::: Text

Mom carted me to the orthodontist to un-buck my teeth, the orthopedist to fix my inward-turning feet—with ballet, saddle shoes, and nighttime boots nailed east and west on a plywood board.

Dad taught me how to pinch a penny, skin a fish, and feel things deep down in my gullet.

Back on the Annie Lee, before my suit completely dried, Dad spotted the cove he’d been looking for. We’d tie up along the seawall and head inland.

But we dropped sail too late and came in hot against the concrete.

A crunch sounded as the Annie Lee sideswiped the rough wall, skinning off a two-foot section of fiberglass, resin, and paint.

I gritted my teeth. We should be called the Four Stooges instead of the Fettermans.

But Dad went grimly about tying the Annie Lee to nearby pines, positioning the bumpers to insure there’d be no more blunders today.

We tumbled out onto land and traipsed after Dad.

My mood had swung south with Dad’s. I swatted a mosquito from my sweaty neck and braced myself for an afternoon digging clams with my fingernails or wading through mangrove swamp hunting antique bottles.

::::::
::: Stored rows

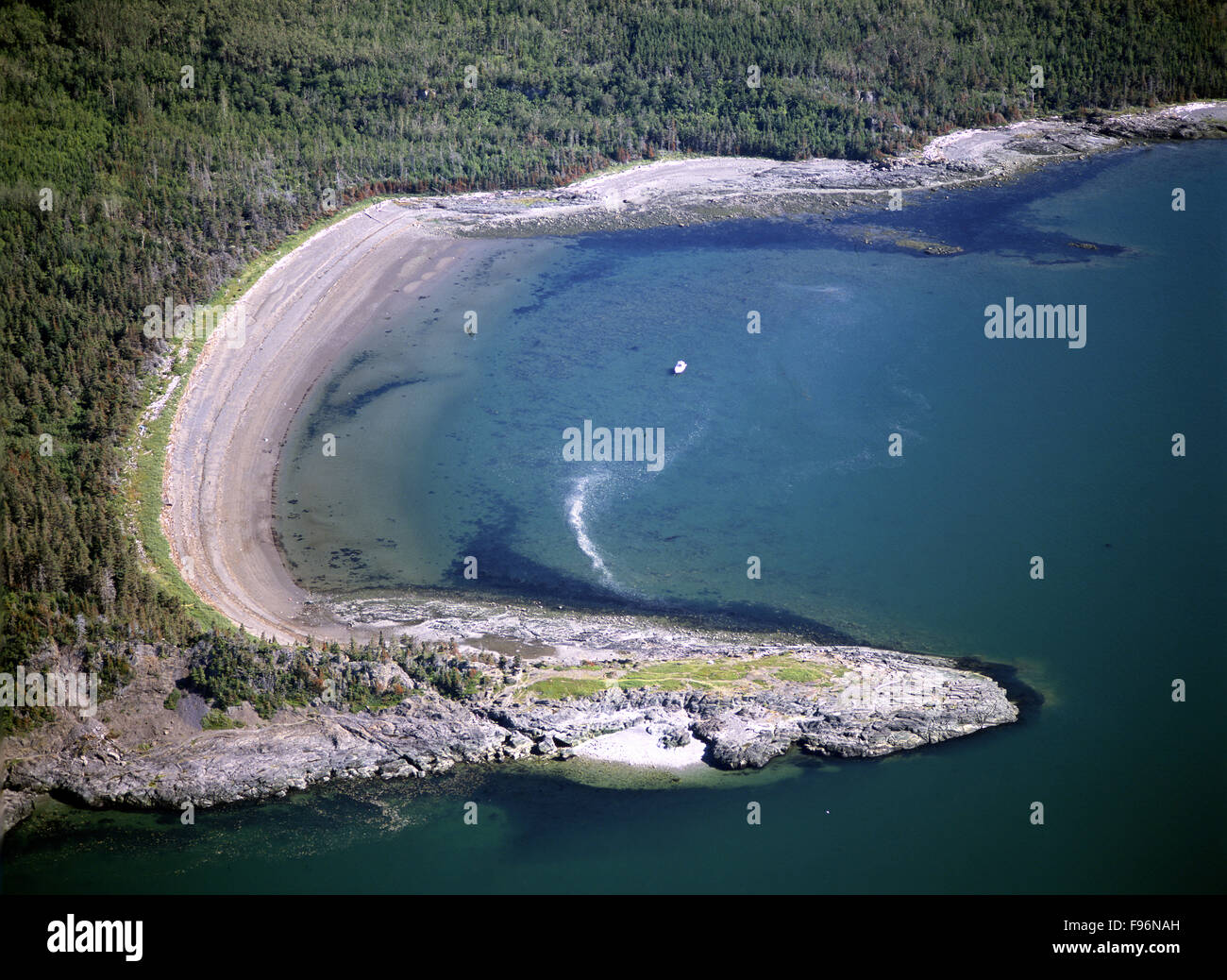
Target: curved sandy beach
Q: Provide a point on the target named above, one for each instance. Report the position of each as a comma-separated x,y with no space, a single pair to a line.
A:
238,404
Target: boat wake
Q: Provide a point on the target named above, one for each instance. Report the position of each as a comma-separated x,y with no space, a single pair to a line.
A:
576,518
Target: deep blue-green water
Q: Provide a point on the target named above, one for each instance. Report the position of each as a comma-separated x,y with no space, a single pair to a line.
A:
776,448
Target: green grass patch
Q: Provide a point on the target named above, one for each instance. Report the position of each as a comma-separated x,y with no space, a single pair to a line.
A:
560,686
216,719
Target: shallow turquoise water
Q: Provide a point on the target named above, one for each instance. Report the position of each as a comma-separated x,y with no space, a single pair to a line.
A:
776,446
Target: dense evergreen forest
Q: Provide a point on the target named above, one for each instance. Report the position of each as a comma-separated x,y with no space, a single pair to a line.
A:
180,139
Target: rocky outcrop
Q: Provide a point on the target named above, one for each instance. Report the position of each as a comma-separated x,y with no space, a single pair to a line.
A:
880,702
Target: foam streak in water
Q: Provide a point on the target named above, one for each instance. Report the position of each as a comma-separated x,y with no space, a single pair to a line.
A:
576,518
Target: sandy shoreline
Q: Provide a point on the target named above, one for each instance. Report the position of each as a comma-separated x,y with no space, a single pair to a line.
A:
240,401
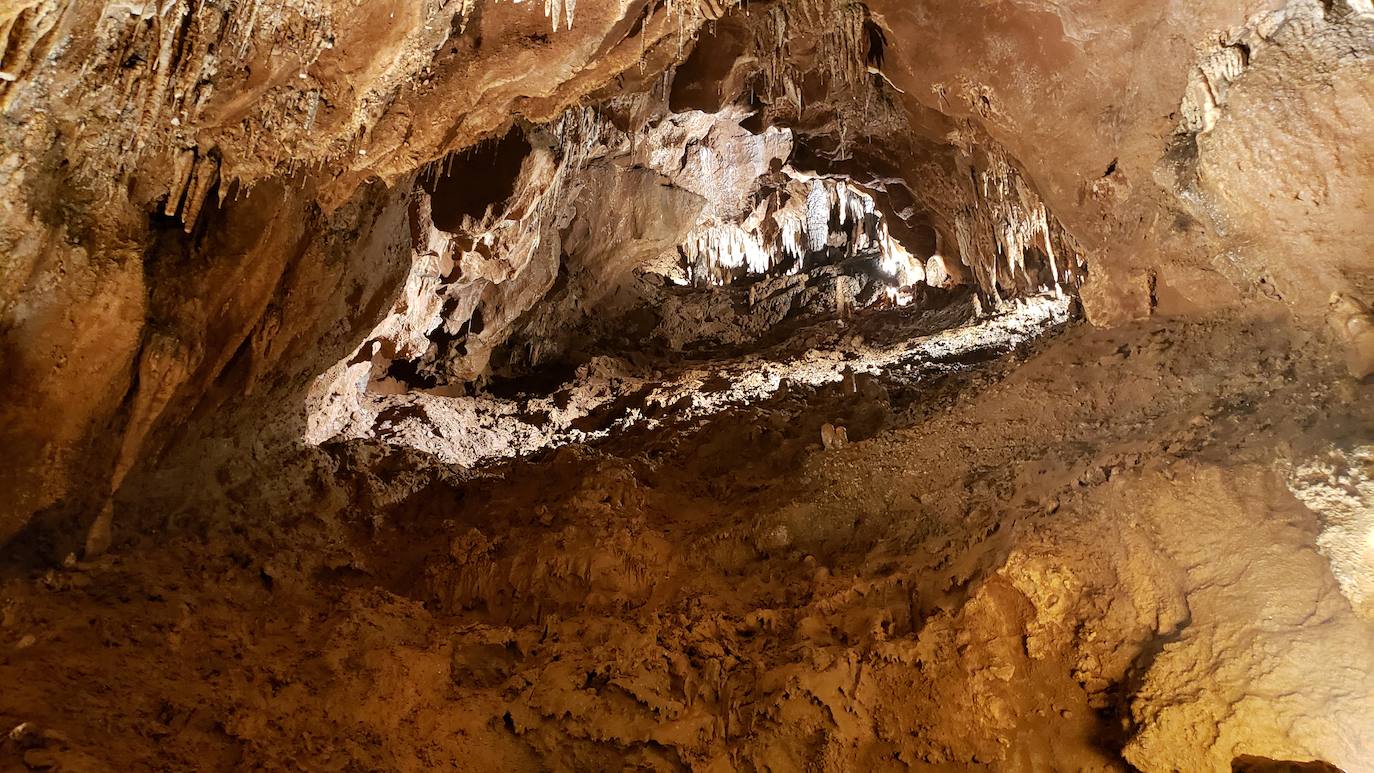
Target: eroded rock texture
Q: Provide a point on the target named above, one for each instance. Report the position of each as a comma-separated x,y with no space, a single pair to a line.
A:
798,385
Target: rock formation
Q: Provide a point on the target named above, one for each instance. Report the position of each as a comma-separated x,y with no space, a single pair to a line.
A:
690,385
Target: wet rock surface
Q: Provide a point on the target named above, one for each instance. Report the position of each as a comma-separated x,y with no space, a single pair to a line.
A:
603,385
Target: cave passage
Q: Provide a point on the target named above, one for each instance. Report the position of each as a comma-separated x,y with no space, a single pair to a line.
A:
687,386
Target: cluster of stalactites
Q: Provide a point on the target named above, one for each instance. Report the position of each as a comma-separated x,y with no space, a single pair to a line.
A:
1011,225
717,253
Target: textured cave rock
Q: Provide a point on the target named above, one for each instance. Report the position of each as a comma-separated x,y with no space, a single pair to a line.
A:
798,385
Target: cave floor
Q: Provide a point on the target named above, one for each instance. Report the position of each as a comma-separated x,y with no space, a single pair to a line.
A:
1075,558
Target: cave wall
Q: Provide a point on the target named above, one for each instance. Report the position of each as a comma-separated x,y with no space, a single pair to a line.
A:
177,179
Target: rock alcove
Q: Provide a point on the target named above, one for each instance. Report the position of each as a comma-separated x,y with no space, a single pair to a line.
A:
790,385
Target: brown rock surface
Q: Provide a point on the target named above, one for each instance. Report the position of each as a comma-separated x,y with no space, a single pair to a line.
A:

::::::

Instruction 1:
Reproduce word for word the passage of the family boat story, beginning at the words "Mom carted me" and stopping after "against the concrete.".
Instruction 2:
Return every line of the records that contains the string "water".

Written response 1:
Mom carted me to the orthodontist to un-buck my teeth, the orthopedist to fix my inward-turning feet—with ballet, saddle shoes, and nighttime boots nailed east and west on a plywood board.

Dad taught me how to pinch a penny, skin a fish, and feel things deep down in my gullet.

Back on the Annie Lee, before my suit completely dried, Dad spotted the cove he’d been looking for. We’d tie up along the seawall and head inland.

But we dropped sail too late and came in hot against the concrete.

Written response 2:
Target: deep blue-green water
Target: shallow turquoise water
Target: foam streak in water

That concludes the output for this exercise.